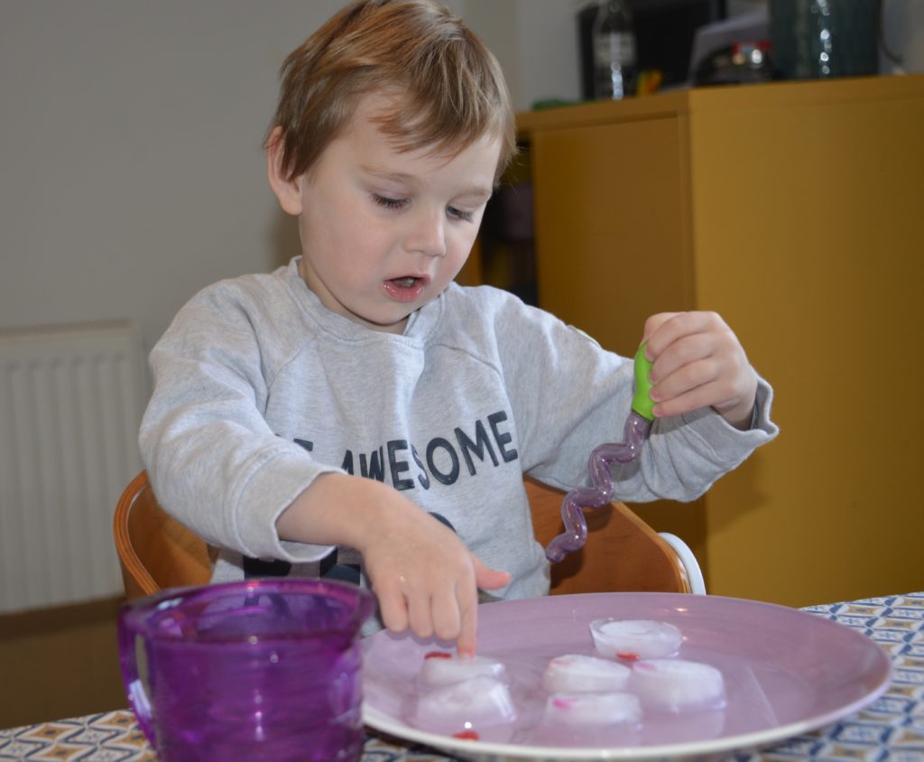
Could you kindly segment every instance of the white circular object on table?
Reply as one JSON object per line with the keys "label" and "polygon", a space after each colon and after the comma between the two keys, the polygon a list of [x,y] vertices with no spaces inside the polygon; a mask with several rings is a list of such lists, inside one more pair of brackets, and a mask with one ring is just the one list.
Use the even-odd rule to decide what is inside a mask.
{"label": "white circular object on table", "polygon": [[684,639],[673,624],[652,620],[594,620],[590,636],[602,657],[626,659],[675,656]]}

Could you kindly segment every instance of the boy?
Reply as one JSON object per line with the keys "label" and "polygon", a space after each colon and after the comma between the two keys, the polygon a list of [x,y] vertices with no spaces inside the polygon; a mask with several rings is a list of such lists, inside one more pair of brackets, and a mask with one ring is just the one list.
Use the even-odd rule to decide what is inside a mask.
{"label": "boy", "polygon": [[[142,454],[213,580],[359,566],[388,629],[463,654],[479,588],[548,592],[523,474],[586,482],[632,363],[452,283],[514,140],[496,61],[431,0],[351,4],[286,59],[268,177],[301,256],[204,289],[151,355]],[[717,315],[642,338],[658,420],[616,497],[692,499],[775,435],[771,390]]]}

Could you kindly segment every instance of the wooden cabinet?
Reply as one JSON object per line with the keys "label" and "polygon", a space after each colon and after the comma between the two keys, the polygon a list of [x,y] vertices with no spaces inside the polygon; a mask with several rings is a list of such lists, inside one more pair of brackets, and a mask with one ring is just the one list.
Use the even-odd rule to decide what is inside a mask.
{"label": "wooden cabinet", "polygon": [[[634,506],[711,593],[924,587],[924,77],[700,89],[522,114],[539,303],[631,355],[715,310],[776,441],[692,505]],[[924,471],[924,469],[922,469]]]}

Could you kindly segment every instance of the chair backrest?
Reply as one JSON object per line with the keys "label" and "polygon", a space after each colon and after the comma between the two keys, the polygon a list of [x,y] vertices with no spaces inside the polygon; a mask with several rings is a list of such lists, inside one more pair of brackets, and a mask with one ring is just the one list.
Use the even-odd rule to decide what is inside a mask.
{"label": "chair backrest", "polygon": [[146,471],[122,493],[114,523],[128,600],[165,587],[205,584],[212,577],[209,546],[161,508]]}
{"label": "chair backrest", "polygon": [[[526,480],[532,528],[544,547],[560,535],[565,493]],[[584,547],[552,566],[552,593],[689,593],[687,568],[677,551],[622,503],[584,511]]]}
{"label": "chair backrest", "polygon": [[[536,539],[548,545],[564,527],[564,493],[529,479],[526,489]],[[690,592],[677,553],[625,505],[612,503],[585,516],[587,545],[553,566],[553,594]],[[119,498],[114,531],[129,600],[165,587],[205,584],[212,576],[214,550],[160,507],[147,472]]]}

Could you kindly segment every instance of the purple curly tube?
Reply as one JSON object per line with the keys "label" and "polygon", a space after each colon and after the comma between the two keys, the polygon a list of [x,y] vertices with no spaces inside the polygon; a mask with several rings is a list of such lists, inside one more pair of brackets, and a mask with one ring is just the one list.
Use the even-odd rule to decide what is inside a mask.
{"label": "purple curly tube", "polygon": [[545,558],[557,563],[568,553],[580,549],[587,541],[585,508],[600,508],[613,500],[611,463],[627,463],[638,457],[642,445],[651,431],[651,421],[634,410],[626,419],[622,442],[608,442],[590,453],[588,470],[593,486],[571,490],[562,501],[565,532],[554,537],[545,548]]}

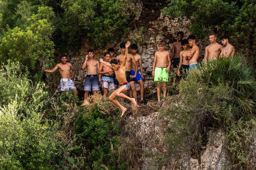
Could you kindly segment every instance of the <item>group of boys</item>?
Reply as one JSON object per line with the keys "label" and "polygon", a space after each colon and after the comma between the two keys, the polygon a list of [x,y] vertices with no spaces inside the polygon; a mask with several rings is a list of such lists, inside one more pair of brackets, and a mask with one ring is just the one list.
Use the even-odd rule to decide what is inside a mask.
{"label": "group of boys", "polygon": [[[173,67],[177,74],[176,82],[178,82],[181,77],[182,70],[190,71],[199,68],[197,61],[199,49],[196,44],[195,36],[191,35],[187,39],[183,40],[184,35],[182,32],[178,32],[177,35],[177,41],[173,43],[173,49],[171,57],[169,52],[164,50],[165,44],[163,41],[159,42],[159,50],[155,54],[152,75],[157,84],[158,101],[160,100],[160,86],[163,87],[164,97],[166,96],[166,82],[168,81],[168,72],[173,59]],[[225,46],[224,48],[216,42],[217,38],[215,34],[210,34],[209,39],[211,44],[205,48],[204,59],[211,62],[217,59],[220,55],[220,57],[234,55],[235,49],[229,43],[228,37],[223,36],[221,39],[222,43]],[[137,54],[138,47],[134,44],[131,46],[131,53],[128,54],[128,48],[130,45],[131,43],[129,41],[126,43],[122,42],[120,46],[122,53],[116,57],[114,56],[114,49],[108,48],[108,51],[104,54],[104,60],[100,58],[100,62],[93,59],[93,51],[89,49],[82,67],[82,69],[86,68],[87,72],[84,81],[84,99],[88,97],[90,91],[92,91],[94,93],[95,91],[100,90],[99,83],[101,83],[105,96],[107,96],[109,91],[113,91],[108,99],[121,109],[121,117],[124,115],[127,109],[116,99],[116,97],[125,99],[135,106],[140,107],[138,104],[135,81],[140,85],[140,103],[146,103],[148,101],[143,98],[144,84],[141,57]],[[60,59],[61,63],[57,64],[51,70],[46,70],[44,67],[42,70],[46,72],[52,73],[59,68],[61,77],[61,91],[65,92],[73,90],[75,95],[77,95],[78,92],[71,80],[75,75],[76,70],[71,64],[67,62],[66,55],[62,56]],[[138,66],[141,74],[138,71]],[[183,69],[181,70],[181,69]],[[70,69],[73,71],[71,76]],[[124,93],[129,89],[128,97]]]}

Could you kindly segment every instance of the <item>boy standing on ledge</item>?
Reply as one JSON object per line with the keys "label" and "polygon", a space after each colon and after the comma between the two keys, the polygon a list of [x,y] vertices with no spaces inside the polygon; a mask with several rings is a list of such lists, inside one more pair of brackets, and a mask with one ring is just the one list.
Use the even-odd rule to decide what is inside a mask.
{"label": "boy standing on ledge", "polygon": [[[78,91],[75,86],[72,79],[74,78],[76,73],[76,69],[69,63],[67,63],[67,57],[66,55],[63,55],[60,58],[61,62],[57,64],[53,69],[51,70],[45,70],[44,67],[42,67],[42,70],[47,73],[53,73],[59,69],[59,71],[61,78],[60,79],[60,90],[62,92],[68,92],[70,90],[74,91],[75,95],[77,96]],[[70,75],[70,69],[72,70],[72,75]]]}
^^^^^^^^^^^^^^^^
• **What you should do**:
Report every line of the material above that contains the string "ledge", copying each such line in full.

• **Worked solution**:
Could you kindly segment every instance of the <item>boy standing on ledge</item>?
{"label": "boy standing on ledge", "polygon": [[[78,91],[75,86],[72,79],[74,78],[76,73],[76,69],[69,63],[67,63],[67,57],[66,55],[63,55],[60,58],[61,62],[57,64],[53,69],[51,70],[45,70],[44,67],[42,67],[42,70],[47,73],[53,73],[59,69],[59,71],[61,78],[60,79],[60,90],[62,92],[68,92],[70,90],[74,91],[75,95],[77,96]],[[70,75],[70,69],[72,70],[72,75]]]}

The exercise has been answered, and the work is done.